TASK DETAILS: Take the line containing "Spot the camouflage" and all lines after it to the end of the records, and output them exactly.

[Raw records]
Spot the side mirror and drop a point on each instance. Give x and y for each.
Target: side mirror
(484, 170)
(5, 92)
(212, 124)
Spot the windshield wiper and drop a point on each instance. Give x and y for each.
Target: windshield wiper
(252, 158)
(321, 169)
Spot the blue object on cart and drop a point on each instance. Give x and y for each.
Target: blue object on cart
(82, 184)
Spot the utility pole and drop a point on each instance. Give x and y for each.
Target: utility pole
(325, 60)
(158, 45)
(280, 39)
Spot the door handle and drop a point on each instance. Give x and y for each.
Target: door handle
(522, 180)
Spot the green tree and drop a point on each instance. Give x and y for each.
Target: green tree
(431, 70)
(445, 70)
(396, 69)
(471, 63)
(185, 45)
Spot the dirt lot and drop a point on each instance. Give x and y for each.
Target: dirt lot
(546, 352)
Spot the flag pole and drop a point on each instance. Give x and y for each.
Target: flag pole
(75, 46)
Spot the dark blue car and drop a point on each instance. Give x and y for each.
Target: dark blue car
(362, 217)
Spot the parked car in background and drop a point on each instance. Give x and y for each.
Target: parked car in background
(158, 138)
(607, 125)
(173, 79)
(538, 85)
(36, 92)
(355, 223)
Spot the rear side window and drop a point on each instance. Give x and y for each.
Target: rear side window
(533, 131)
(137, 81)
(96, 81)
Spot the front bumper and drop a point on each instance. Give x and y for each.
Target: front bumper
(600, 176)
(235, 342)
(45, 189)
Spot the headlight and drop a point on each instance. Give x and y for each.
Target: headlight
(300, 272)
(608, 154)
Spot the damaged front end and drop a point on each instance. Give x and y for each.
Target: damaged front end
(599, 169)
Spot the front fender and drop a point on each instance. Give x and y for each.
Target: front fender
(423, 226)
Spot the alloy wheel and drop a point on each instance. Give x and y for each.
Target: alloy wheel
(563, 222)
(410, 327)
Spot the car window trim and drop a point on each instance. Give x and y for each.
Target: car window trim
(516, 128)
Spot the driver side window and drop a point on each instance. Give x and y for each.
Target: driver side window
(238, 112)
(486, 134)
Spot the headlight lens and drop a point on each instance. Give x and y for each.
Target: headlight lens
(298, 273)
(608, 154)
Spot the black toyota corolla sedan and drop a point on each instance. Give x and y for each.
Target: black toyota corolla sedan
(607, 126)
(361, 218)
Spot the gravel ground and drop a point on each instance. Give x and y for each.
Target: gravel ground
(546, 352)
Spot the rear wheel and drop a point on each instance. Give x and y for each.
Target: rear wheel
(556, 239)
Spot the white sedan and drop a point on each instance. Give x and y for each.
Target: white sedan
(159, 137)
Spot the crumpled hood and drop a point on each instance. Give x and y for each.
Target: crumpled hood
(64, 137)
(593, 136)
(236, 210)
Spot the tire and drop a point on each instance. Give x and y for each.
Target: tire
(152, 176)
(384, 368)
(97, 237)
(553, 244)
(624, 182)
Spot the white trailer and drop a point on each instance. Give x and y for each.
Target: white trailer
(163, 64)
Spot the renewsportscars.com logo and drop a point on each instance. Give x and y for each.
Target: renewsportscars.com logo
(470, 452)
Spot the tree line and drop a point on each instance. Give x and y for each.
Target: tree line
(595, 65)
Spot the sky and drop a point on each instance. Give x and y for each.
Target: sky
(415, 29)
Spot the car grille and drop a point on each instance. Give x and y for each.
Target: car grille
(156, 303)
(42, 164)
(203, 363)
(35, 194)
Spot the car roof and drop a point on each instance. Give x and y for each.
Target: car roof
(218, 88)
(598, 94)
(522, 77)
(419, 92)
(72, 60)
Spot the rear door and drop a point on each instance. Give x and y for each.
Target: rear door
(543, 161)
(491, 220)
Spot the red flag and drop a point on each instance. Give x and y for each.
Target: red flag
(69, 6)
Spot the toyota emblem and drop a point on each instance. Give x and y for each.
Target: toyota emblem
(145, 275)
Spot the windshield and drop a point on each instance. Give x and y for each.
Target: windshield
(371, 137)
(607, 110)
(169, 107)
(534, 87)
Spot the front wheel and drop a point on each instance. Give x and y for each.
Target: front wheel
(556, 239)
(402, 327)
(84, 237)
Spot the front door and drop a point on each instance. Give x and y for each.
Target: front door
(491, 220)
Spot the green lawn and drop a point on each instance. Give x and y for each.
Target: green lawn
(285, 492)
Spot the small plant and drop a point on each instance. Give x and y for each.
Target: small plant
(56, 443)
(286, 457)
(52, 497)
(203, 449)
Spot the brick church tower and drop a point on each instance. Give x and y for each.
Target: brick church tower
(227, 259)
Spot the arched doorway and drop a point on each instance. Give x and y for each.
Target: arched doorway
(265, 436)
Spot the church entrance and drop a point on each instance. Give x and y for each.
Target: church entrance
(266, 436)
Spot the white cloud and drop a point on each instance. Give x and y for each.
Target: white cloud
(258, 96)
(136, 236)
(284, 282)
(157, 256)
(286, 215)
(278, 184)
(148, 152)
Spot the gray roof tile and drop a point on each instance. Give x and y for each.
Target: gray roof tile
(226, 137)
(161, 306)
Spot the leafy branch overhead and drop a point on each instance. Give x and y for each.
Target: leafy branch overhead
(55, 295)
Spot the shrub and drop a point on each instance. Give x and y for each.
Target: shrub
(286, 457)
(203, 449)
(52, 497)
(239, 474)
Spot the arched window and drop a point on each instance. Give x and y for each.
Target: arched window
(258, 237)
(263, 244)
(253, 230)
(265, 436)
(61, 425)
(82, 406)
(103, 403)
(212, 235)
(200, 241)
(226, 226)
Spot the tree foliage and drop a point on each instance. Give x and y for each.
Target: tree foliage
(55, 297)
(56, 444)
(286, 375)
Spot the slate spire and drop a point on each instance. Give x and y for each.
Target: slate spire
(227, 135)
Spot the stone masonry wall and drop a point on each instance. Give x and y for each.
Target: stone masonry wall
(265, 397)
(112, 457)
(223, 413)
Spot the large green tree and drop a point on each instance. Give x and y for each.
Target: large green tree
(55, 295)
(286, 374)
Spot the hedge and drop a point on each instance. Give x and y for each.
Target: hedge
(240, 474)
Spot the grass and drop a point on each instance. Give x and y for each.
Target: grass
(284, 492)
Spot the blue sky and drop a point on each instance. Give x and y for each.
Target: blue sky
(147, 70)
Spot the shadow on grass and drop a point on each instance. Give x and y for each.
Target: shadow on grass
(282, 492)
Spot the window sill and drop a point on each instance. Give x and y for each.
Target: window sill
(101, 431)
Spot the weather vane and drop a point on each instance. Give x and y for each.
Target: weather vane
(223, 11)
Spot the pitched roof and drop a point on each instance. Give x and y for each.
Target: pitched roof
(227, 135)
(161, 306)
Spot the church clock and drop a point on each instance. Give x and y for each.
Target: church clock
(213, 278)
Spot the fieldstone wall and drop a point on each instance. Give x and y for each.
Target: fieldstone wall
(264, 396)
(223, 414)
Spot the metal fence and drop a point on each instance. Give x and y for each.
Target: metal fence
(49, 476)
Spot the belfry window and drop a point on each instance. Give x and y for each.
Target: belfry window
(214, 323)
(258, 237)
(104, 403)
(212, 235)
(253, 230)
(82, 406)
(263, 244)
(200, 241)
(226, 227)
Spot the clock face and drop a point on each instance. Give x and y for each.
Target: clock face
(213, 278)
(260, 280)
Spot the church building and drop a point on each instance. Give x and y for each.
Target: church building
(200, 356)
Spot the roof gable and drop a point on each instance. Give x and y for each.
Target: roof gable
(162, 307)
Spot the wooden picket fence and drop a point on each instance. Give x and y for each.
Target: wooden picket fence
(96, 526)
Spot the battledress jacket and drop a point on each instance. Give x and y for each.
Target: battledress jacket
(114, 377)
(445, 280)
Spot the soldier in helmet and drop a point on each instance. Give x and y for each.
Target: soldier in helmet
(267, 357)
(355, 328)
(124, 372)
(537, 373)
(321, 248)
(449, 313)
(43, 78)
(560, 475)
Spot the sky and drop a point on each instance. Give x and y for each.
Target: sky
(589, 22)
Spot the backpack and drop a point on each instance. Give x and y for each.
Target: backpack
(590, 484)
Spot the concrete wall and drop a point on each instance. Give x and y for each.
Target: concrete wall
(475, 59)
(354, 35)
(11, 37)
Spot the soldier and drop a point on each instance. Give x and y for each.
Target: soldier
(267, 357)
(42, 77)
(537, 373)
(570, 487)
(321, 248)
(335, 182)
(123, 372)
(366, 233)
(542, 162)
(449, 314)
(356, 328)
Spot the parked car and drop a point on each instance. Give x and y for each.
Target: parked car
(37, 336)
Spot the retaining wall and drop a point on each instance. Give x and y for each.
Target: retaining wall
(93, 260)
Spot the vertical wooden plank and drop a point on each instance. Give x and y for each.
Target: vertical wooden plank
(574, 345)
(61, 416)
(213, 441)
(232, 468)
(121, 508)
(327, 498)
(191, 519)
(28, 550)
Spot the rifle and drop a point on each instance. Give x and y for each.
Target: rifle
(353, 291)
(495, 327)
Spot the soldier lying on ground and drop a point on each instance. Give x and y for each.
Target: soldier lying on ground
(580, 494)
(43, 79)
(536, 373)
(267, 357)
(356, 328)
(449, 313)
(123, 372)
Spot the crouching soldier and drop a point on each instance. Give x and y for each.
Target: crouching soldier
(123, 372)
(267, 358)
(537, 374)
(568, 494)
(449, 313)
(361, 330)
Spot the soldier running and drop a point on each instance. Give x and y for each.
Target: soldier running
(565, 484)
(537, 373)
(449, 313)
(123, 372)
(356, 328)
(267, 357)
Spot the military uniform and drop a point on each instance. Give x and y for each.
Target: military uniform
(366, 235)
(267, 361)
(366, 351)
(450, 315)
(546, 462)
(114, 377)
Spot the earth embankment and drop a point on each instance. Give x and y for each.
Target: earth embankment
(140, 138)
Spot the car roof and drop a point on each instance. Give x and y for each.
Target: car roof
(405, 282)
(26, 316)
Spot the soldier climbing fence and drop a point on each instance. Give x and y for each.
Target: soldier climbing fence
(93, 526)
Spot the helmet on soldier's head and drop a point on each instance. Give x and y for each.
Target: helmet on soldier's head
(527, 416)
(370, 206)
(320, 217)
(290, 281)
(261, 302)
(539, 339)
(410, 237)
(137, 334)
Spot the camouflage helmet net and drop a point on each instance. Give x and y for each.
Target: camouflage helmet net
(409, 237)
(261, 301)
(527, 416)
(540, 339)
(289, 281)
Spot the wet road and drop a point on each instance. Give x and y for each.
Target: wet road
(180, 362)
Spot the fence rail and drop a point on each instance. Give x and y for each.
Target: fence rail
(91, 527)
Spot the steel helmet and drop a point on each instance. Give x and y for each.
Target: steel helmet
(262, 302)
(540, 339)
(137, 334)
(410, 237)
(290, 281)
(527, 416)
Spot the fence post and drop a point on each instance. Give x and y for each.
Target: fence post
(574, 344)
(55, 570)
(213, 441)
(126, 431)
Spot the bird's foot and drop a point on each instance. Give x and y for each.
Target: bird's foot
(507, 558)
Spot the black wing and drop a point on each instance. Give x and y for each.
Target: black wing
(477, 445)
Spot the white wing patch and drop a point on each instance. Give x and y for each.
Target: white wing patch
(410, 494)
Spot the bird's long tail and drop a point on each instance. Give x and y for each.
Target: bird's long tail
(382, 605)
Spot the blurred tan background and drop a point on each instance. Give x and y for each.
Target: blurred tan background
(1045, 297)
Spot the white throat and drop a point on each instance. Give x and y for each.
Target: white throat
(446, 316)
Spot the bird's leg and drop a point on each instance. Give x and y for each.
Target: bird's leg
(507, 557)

ANSWER TO THIS TASK:
Spot the camouflage helmet net and drop a point on each instance. Give x and y for each.
Target: camouflage helmet net
(409, 237)
(261, 301)
(527, 416)
(540, 339)
(289, 281)
Spot the wet road and drop a point on each instance. Give x and y for each.
Target: wet road
(180, 362)
Spot the fence rail and drop a point on each instance. Give x and y for each.
Target: fence rail
(91, 527)
Spot the steel helmet and drop a point on each instance. Give x and y for each.
Target: steel helmet
(262, 302)
(540, 339)
(137, 334)
(410, 237)
(290, 281)
(527, 416)
Spot the fence post and drop a point on each instance. Give x and y for each.
Target: fence post
(574, 344)
(55, 570)
(213, 441)
(126, 431)
Spot the bird's foot and drop a point on each instance. Give x and y for each.
Target: bird's foot
(507, 558)
Spot the black wing and drop a point on each instance. Give x and y for each.
Target: black wing
(477, 445)
Spot the white wing patch and drop a point on each instance. Give x and y for each.
Target: white wing patch
(410, 494)
Spot the bird's long tail and drop a point on each instance. Give x and y for each.
Target: bird's long tail
(382, 605)
Spot the blurred tan background and drop a point on each instance. Give x and y for each.
Target: blurred tan background
(1045, 297)
Spot the white throat and drop a point on each instance. Give x and y for each.
Target: white throat
(446, 316)
Spot the bird's leg and drop a point on each instance. Give x and y for each.
Target: bird's leg
(507, 557)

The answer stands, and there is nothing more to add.